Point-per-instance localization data

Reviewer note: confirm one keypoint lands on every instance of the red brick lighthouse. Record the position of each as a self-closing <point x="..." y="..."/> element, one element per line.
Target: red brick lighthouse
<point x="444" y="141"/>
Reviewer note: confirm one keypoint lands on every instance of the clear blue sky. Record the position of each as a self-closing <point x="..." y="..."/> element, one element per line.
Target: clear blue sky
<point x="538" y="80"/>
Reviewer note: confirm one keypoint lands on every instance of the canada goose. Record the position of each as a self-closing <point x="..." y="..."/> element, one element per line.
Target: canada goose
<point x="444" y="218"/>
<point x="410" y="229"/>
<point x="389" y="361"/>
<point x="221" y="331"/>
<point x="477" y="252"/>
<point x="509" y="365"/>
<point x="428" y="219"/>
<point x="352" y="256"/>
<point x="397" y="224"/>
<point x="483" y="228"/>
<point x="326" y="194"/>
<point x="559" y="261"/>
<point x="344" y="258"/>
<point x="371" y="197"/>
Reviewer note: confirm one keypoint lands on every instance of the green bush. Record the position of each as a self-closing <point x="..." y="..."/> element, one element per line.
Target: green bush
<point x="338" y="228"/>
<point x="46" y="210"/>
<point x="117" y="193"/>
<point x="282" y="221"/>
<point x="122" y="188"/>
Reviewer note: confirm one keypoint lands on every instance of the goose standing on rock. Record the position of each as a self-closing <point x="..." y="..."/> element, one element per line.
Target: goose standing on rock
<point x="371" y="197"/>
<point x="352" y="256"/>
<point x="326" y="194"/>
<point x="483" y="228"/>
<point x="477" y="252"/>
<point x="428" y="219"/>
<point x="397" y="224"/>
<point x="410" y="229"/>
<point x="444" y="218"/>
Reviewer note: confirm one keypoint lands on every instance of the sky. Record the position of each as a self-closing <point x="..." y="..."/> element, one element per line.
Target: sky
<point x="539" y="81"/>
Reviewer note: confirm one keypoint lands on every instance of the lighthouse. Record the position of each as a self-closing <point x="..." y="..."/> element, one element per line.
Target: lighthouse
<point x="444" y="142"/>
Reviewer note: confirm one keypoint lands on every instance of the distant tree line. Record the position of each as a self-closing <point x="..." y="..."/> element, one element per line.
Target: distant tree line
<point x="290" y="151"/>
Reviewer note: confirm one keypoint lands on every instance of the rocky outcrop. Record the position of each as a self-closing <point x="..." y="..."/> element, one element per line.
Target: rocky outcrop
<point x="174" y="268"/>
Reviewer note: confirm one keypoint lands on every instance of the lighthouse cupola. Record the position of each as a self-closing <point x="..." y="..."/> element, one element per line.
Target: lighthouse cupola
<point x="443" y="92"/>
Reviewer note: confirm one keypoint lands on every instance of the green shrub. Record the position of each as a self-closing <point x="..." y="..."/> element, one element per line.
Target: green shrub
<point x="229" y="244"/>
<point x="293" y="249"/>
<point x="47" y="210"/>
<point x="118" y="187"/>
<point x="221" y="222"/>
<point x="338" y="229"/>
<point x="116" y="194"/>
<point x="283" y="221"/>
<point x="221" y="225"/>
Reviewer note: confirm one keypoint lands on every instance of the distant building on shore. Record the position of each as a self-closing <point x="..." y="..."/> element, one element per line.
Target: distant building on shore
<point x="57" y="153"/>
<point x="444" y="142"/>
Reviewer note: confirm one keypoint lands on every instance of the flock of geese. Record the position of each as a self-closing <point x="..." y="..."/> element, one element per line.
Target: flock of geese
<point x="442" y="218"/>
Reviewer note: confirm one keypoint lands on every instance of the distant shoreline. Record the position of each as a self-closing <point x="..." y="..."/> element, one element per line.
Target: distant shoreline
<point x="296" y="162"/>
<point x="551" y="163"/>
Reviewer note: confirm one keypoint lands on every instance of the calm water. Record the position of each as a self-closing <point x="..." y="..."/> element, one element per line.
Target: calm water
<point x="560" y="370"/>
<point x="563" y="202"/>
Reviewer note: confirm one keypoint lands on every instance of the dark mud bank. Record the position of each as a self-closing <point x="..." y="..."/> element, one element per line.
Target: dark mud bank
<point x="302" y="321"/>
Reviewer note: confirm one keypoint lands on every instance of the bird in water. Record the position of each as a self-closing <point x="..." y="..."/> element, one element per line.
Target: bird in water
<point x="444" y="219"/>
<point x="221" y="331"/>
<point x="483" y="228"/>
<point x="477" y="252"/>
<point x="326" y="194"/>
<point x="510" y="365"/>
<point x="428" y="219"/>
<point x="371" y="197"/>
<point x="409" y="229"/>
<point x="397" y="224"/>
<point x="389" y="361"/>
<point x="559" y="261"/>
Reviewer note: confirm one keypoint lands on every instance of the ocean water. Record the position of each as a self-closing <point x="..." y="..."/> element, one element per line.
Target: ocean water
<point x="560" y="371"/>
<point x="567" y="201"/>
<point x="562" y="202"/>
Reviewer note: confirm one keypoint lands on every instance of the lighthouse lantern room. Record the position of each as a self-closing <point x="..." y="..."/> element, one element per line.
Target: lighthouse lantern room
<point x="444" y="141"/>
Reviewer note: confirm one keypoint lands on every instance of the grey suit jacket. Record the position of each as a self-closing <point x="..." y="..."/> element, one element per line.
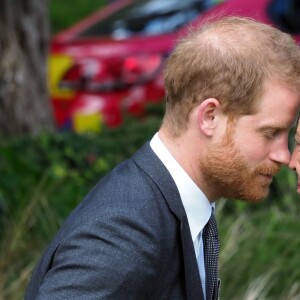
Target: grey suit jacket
<point x="128" y="239"/>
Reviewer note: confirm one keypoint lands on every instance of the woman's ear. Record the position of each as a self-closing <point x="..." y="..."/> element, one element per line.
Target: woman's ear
<point x="209" y="112"/>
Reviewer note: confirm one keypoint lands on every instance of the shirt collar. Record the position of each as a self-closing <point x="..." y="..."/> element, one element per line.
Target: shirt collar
<point x="196" y="204"/>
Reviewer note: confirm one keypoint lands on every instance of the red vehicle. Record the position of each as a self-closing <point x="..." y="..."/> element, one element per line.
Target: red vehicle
<point x="110" y="64"/>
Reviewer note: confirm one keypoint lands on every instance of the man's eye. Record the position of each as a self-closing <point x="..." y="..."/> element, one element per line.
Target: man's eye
<point x="271" y="134"/>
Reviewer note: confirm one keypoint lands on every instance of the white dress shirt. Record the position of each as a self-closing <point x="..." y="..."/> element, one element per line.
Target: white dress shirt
<point x="196" y="204"/>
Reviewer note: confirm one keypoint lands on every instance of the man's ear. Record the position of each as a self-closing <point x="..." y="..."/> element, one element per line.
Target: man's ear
<point x="209" y="112"/>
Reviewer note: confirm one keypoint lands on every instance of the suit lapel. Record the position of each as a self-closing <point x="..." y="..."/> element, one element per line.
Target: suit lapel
<point x="152" y="165"/>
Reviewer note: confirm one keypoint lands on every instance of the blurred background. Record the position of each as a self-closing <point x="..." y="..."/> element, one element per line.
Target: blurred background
<point x="81" y="89"/>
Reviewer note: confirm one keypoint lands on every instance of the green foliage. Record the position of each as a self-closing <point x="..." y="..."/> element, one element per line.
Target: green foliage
<point x="44" y="177"/>
<point x="66" y="13"/>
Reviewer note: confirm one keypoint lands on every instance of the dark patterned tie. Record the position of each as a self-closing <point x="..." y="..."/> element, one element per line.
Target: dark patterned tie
<point x="211" y="255"/>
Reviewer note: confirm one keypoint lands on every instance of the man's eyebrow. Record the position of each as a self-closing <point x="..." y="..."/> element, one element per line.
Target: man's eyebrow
<point x="273" y="127"/>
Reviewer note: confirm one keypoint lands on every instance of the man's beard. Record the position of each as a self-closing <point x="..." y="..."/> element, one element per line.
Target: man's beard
<point x="226" y="171"/>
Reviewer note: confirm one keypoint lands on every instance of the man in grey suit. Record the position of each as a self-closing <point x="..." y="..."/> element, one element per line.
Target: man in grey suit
<point x="232" y="94"/>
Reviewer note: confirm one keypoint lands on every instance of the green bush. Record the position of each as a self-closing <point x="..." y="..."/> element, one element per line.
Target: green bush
<point x="44" y="177"/>
<point x="64" y="13"/>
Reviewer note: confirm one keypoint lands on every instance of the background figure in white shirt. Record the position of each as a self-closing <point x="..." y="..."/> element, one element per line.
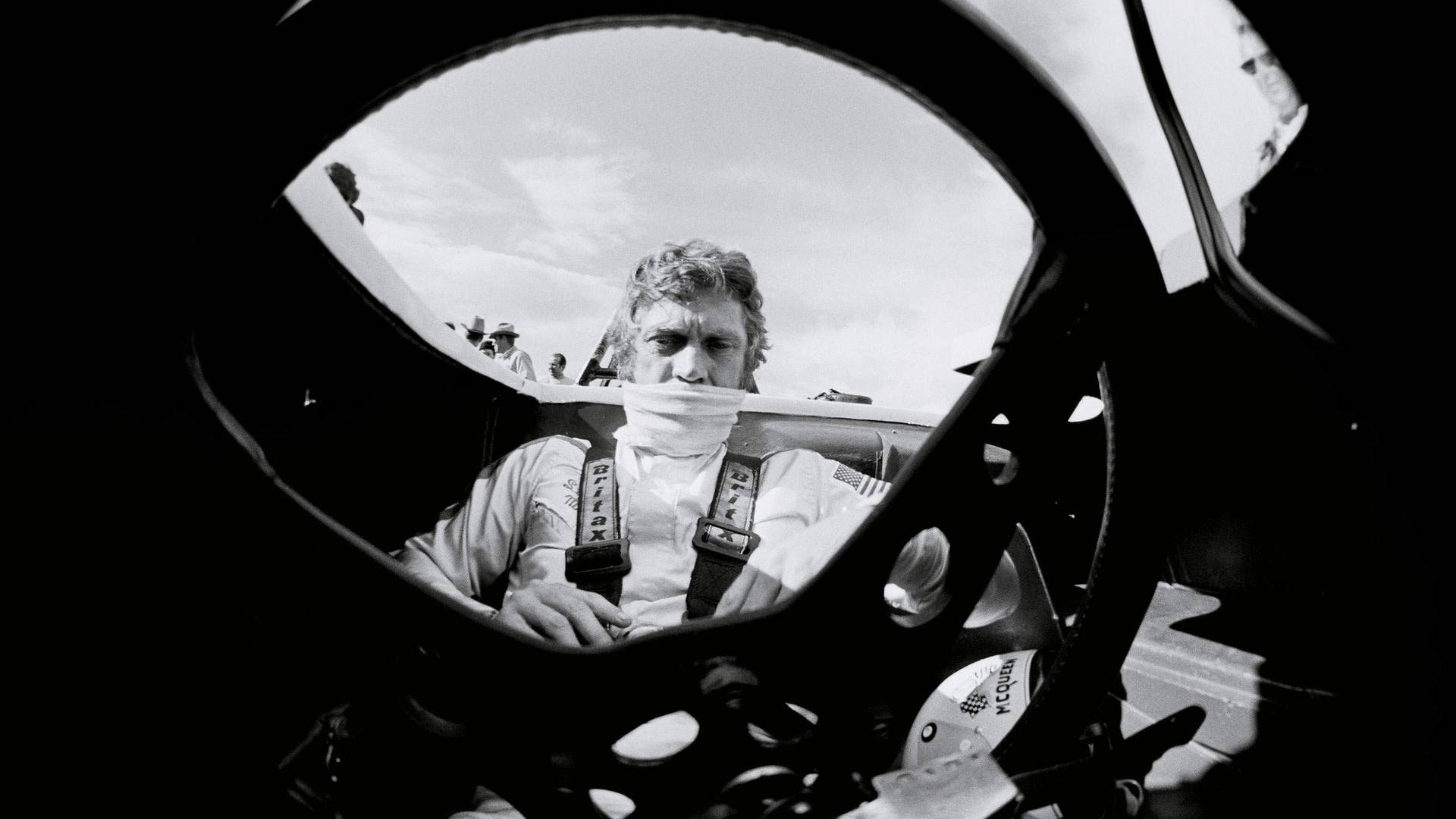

§ EXERCISE PROMPT
Each line from the one that holds "Target: man's beard" through the end of the entries must be returned exactly, while any pictures stay out.

§ SOLUTION BELOW
Target: man's beard
<point x="226" y="171"/>
Reviewer note: confirm one keypoint lands on every instance of the man in grey suit. Record the position of each as a self-closing <point x="..." y="..."/> element, one element per line.
Target: man in grey suit
<point x="232" y="94"/>
Reviewer note: confirm one keypoint lands on every instance of the green bush. Record the position of each as a self-closing <point x="..." y="..."/> element, one element per line.
Target: green bush
<point x="44" y="177"/>
<point x="64" y="13"/>
Reviewer note: confirm one keypoint lands on every instance of the background figure in white shirt. Record the position of each as a self-closing <point x="..." y="..."/> element, one element per line.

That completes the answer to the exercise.